# What diameter should an olympic plate be?



## mark84 (Aug 4, 2011)

I'm not talking about the 2" bored hole in the middle, i'm talking about the actual diameter of the plate. Just measured the biggest plates I've got (15kg) and they're only 35cm - I'm sure standardised olympic plates are suppost to be 40cm~.

It's not a big deal except I'm really trying to progress on my deads and I think i'm having to come down a bit lower than i might. Cheers.


----------



## Prince Adam (Mar 17, 2012)

mark84 said:


> I'm not talking about the 2" bored hole in the middle, i'm talking about the actual diameter of the plate. Just measured the biggest plates I've got (15kg) and they're only 35cm - I'm sure standardised olympic plates are suppost to be 40cm~.
> 
> It's not a big deal except I'm really trying to progress on my deads and I think i'm having to come down a bit lower than i might. Cheers.

▶ PROBLEM DETAILS
Reproduce word for word the part of the olympic plate thread that begins at the words "## mark84 (Aug" and stops after "(Mar 17, 2012)".

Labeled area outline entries
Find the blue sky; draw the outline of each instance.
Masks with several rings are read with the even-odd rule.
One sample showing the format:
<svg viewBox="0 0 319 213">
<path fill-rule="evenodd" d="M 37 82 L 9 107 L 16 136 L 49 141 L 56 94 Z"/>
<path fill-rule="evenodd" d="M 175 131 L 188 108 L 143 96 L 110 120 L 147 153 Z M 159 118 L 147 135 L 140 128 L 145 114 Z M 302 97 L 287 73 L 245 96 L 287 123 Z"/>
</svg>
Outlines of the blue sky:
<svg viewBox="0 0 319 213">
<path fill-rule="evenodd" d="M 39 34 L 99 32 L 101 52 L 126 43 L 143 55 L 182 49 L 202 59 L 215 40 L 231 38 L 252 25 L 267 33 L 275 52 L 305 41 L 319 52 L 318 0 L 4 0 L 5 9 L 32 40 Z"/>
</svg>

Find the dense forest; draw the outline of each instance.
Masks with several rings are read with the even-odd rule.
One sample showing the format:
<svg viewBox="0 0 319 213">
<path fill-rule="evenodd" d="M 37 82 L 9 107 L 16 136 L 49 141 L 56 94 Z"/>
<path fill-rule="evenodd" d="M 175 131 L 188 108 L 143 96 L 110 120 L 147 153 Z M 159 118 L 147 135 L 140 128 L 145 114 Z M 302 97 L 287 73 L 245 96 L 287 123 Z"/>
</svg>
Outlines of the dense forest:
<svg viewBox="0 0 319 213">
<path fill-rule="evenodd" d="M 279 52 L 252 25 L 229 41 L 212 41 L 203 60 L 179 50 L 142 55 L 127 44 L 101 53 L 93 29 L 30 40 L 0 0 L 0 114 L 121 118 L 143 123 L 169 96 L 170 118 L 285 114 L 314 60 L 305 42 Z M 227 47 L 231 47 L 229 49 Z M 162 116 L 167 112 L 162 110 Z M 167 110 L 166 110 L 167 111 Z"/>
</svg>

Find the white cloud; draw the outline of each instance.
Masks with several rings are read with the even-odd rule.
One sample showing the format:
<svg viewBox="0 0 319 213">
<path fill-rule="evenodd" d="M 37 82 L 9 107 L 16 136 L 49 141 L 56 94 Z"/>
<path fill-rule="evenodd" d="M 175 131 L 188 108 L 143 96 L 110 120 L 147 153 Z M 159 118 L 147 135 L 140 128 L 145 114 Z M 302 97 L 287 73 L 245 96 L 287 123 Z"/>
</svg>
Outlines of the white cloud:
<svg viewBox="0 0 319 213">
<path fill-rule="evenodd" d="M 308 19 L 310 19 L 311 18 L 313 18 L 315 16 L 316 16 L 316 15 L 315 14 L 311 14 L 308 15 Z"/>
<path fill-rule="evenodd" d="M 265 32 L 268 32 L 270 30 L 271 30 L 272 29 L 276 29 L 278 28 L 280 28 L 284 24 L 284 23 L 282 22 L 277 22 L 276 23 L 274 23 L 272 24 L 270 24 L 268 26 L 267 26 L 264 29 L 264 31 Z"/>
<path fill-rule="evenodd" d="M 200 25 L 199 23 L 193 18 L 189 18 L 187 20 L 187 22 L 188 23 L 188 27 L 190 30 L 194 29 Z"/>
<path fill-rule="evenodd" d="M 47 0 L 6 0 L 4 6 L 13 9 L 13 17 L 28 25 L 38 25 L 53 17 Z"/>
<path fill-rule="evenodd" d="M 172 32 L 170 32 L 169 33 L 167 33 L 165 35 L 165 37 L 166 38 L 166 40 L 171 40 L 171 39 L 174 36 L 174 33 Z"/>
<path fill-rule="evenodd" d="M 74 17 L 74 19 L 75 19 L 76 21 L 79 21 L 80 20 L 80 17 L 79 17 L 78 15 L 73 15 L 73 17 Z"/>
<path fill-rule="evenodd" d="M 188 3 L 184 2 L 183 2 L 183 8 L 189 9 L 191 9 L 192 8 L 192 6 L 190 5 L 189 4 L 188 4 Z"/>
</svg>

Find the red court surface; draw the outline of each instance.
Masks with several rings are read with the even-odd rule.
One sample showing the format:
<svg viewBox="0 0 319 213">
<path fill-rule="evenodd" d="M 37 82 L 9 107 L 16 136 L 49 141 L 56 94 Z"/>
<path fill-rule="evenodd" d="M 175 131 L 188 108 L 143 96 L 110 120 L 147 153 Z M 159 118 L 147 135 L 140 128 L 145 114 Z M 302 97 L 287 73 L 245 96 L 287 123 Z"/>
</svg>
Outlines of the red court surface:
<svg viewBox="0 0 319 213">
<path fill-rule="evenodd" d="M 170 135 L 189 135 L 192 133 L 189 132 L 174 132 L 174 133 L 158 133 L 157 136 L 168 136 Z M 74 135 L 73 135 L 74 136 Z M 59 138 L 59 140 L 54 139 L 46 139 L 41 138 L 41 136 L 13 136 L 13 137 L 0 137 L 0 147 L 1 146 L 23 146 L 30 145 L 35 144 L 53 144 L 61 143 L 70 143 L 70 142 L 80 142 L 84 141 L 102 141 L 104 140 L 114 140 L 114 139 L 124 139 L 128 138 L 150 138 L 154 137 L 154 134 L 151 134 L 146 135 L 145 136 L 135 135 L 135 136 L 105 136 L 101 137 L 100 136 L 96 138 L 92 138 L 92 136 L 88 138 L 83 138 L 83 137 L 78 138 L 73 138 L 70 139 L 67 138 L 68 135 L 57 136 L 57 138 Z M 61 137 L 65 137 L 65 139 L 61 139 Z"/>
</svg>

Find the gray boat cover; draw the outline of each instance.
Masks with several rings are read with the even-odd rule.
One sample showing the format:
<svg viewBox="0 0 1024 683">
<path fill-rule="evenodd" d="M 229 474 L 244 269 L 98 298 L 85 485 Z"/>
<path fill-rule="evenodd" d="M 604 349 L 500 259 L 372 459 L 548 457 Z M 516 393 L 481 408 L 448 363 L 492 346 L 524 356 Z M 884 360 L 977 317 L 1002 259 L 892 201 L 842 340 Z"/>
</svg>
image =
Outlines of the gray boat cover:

▶ EXPECTED ANSWER
## mark84 (Aug 4, 2011)

I'm not talking about the 2" bored hole in the middle, i'm talking about the actual diameter of the plate. Just measured the biggest plates I've got (15kg) and they're only 35cm - I'm sure standardised olympic plates are suppost to be 40cm~.

It's not a big deal except I'm really trying to progress on my deads and I think i'm having to come down a bit lower than i might. Cheers.


----------



## Prince Adam (Mar 17, 2012)